SET TASK:
Extract every one of the records below, copying each line character for character.

TASK MATERIAL:
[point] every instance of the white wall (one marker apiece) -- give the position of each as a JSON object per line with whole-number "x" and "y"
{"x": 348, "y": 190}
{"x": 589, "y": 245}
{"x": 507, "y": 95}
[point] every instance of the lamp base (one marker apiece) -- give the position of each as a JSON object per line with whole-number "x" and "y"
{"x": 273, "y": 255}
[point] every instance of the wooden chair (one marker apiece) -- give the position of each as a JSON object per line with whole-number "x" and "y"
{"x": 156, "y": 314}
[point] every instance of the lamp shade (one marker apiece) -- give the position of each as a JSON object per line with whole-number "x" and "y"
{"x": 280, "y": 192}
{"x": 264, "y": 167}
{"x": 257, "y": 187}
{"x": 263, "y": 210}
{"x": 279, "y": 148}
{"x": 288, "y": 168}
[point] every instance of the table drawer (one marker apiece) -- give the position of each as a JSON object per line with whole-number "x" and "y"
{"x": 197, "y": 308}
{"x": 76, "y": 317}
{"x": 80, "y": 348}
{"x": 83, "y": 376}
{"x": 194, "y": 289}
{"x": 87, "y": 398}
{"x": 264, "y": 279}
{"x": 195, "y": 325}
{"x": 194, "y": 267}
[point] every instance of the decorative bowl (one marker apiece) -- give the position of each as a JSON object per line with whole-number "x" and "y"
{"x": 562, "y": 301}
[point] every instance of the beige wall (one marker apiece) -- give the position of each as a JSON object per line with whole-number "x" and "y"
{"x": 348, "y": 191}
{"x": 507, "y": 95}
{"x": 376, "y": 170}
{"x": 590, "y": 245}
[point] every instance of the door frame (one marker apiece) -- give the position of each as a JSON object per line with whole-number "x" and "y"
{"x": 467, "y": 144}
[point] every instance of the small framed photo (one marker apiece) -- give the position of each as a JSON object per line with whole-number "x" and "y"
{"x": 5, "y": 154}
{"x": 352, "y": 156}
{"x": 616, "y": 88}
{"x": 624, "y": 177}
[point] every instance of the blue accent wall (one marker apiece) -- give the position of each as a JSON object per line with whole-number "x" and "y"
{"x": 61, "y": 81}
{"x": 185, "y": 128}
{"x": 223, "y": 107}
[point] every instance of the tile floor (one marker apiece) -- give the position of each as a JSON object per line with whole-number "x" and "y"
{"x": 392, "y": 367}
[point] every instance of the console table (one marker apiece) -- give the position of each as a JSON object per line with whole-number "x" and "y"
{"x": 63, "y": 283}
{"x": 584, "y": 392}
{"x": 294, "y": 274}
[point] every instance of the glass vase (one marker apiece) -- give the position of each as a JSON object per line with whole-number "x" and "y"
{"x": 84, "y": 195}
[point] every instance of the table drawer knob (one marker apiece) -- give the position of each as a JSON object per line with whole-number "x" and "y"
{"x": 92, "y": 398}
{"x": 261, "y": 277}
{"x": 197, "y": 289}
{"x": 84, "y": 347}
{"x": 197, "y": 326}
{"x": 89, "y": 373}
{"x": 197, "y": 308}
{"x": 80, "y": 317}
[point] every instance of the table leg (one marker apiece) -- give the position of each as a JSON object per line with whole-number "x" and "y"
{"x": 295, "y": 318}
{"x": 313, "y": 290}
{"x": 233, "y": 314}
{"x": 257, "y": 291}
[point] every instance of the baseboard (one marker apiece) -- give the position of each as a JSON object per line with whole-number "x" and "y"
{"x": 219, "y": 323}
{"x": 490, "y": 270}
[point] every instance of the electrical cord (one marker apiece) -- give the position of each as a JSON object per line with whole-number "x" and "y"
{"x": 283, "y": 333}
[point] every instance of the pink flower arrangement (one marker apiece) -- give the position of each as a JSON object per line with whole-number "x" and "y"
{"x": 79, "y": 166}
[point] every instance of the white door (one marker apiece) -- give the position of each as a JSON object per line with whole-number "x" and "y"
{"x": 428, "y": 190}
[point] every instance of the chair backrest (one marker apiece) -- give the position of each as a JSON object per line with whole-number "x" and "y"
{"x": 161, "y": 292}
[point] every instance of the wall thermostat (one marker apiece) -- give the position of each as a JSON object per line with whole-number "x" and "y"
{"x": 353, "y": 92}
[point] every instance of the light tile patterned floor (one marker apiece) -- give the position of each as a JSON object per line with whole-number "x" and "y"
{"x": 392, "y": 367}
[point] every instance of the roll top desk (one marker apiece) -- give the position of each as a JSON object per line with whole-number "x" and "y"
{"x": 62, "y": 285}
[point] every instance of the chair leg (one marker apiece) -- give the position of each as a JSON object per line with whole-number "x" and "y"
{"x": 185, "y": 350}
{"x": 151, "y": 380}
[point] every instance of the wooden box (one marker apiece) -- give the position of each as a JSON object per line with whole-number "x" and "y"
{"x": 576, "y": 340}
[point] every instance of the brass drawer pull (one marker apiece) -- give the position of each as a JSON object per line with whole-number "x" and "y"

CORRECT RESPONSE:
[point] every instance of the white wall (one marker apiece) -- give the position of each as a JSON object per line with whole-number "x" and "y"
{"x": 348, "y": 190}
{"x": 589, "y": 245}
{"x": 507, "y": 95}
[point] every instance of the lamp base (one marker apiece) -- give the position of each as a JSON object per line with whole-number "x" and "y"
{"x": 273, "y": 255}
[point] every instance of the wooden chair (one marker apiece) -- give the position of each as a JSON object per line with whole-number "x" and "y"
{"x": 156, "y": 314}
[point] every instance of the lamp shade (one marker apiece) -- give the position of each as a JSON object per line with whole-number "x" and "y"
{"x": 280, "y": 192}
{"x": 264, "y": 167}
{"x": 257, "y": 187}
{"x": 263, "y": 210}
{"x": 279, "y": 148}
{"x": 288, "y": 168}
[point] every instance of the table drawer (one marker apiece) -- give the position of each as a JSON object per line with whole-number "x" and "y"
{"x": 197, "y": 308}
{"x": 76, "y": 317}
{"x": 80, "y": 348}
{"x": 83, "y": 376}
{"x": 194, "y": 289}
{"x": 87, "y": 398}
{"x": 264, "y": 279}
{"x": 195, "y": 325}
{"x": 194, "y": 267}
[point] every instance of the decorative bowl (one marker apiece) -- give the position of each as a JSON object per line with whole-number "x" and "y"
{"x": 562, "y": 301}
[point] every instance of the beige wall (one marker apiece) -- give the position of each as a JSON object per line with whole-number "x" and "y"
{"x": 348, "y": 191}
{"x": 507, "y": 95}
{"x": 376, "y": 170}
{"x": 590, "y": 245}
[point] every instance of the door frame (one marker apiece) -- give the position of each as a JSON object per line with whole-number "x" and "y"
{"x": 467, "y": 144}
[point] every instance of the small framed photo (one marker apiece) -- give the position of each as a JSON object per line with whole-number "x" and "y"
{"x": 5, "y": 154}
{"x": 352, "y": 156}
{"x": 616, "y": 88}
{"x": 624, "y": 177}
[point] every instance of the blue accent wall (one marker apiece) -- give the position of each as a JSON object per line with whole-number "x" and "y"
{"x": 61, "y": 81}
{"x": 185, "y": 128}
{"x": 223, "y": 107}
[point] every instance of the tile floor (one marker apiece) -- give the position of each as a JSON object per line with whole-number "x" and "y"
{"x": 392, "y": 367}
[point] every instance of the console table (one marker apiece) -- give the position of each as a JSON object per line with whole-number "x" and "y"
{"x": 63, "y": 283}
{"x": 584, "y": 392}
{"x": 294, "y": 274}
[point] every instance of the glass vase (one marker apiece) -- give the position of each as a JSON object per line with whole-number "x" and "y"
{"x": 84, "y": 195}
[point] every instance of the table drawer knob (one marker apiece) -- give the position of each as a JSON object per line with whole-number "x" and "y"
{"x": 92, "y": 398}
{"x": 261, "y": 277}
{"x": 197, "y": 289}
{"x": 84, "y": 347}
{"x": 197, "y": 326}
{"x": 89, "y": 373}
{"x": 197, "y": 308}
{"x": 80, "y": 317}
[point] every instance of the table leg (one marker apiece) -- give the position of each as a JSON object per line with whole-number "x" and "y"
{"x": 295, "y": 318}
{"x": 313, "y": 290}
{"x": 233, "y": 314}
{"x": 257, "y": 291}
[point] every instance of the baseboard (one marker apiece) -- give the position of each as a JSON object per line with whole-number "x" and "y"
{"x": 219, "y": 323}
{"x": 490, "y": 270}
[point] every instance of the electrical cord (one marker apiece) -- give the position of each as a JSON object per line with whole-number "x" and "y"
{"x": 283, "y": 333}
[point] every instance of the pink flower arrangement (one marker apiece) -- give the position of each as a JSON object per line with whole-number "x" and "y"
{"x": 79, "y": 166}
[point] every instance of the white door (one marker apiece) -- give the position of each as a JSON object per line with whole-number "x" and "y"
{"x": 428, "y": 190}
[point] every instance of the chair backrest (one marker apiece) -- give the position of each as a JSON object per line with whole-number "x" and "y"
{"x": 161, "y": 292}
[point] every instance of the wall thermostat (one marker apiece) -- give the position of each as a JSON object per line with whole-number "x" and "y"
{"x": 353, "y": 92}
[point] every instance of the light tile patterned floor (one marker apiece) -- give the position of each as a JSON object per line with whole-number "x" and "y"
{"x": 392, "y": 367}
[point] every instance of the roll top desk (one marker apiece) -- give the position of each as a JSON object per line with whole-number "x" and "y"
{"x": 62, "y": 285}
[point] every instance of the chair leg (one marker apiece) -- give the position of each as a JSON object per line with whole-number "x" and "y"
{"x": 185, "y": 350}
{"x": 151, "y": 380}
[point] every instance of the wooden box (one marker apiece) -- give the position of each as a JSON object per line with whole-number "x" and "y"
{"x": 576, "y": 340}
[point] every instance of the brass drawer pull (one marker apiece) -- give the position of each as a JSON object per line with whole-number "x" and "y"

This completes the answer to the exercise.